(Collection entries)
--*--

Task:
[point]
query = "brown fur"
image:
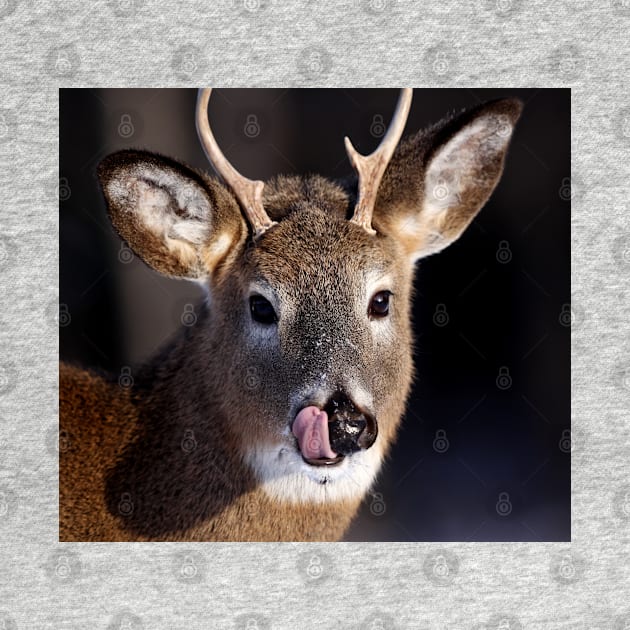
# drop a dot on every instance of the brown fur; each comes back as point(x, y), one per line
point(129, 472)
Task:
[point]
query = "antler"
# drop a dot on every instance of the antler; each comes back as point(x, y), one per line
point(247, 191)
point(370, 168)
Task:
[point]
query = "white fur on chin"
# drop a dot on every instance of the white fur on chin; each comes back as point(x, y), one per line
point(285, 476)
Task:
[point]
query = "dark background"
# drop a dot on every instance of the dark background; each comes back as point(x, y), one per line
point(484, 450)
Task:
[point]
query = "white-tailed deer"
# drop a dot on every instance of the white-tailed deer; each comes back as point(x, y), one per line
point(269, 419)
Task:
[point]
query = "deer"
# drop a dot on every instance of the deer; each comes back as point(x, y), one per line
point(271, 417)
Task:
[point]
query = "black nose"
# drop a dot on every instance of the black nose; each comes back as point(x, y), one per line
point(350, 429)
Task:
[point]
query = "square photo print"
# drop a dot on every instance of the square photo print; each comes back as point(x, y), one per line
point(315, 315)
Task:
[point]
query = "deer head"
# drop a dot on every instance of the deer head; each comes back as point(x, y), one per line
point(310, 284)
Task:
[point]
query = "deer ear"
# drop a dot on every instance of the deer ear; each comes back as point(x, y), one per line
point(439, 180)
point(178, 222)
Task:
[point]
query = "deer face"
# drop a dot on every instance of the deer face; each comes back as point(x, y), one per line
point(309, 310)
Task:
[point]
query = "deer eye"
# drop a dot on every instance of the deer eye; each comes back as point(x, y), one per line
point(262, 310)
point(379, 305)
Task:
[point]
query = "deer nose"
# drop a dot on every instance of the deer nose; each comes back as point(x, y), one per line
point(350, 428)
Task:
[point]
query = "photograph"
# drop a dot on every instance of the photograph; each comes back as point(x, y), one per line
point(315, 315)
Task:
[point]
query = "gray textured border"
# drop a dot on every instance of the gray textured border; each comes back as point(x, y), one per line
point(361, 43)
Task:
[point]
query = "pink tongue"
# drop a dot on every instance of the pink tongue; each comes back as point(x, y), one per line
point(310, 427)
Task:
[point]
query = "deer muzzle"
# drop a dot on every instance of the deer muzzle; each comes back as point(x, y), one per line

--*--

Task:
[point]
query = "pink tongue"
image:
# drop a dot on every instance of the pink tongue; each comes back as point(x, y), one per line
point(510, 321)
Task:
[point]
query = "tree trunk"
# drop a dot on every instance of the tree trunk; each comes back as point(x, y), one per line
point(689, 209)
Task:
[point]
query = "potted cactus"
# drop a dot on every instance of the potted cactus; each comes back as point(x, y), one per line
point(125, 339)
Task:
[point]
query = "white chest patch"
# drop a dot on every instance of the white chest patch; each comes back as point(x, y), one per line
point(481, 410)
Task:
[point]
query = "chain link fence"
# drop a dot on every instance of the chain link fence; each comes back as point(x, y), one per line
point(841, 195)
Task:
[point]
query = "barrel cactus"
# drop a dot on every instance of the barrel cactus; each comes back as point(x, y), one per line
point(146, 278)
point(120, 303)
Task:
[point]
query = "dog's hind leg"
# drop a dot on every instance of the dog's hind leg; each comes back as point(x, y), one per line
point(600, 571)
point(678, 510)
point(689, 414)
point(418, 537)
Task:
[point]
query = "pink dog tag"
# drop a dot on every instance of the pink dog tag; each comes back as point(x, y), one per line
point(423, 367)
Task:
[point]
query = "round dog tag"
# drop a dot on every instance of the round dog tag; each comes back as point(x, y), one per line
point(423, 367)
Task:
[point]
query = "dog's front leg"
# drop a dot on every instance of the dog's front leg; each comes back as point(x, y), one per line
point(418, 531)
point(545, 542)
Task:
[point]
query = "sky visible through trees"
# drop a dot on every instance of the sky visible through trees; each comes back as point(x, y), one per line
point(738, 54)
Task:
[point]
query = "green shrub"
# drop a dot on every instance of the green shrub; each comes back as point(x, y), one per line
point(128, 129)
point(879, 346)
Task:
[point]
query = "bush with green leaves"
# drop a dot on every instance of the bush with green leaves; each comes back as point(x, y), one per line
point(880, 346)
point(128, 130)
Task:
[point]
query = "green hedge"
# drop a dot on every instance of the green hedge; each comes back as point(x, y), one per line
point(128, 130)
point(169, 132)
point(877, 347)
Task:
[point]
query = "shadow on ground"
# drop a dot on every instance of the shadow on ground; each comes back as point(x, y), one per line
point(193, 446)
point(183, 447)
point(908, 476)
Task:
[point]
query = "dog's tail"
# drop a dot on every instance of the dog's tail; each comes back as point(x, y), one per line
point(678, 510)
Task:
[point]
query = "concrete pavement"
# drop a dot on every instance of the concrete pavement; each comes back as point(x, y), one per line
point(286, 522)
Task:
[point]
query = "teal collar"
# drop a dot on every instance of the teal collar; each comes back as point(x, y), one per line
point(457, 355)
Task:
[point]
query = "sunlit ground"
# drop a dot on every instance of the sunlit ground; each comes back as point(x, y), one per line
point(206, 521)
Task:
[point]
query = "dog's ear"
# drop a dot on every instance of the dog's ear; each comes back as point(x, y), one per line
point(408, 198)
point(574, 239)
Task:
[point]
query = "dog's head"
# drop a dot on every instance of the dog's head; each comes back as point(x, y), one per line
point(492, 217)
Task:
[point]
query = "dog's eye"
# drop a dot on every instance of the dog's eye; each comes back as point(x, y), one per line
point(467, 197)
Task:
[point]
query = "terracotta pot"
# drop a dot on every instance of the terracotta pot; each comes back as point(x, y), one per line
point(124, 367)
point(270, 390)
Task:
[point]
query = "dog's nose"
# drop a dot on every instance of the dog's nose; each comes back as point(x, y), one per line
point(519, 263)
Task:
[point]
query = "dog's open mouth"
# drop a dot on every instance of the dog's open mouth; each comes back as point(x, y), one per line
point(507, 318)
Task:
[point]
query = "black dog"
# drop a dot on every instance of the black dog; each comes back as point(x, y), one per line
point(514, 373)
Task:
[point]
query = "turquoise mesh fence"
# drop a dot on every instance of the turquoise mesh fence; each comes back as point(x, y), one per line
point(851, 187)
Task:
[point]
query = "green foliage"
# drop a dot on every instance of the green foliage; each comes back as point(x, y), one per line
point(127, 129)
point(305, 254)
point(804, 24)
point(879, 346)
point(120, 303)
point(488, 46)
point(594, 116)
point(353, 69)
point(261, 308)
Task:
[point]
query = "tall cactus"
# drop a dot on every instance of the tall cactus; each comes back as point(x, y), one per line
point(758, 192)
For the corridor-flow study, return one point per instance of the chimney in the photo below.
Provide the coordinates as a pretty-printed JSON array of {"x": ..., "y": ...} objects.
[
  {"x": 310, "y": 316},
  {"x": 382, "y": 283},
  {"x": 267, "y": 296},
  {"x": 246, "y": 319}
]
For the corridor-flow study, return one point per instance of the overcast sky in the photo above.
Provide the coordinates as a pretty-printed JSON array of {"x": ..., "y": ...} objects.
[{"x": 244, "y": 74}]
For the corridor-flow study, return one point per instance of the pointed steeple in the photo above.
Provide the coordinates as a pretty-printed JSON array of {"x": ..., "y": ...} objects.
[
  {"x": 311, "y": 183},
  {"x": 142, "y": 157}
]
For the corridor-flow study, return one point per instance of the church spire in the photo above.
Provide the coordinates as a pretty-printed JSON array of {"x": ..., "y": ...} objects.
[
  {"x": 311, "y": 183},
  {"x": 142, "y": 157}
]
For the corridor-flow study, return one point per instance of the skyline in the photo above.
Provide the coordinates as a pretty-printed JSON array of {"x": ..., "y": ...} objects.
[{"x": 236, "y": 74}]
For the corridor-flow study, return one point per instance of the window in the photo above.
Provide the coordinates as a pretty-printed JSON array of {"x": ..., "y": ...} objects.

--*--

▶ **GOAL OF THE EXERCISE**
Count up the lines in the preceding data that include the word "return"; respond with the number only.

▶ **RESPONSE TO THE EXERCISE**
6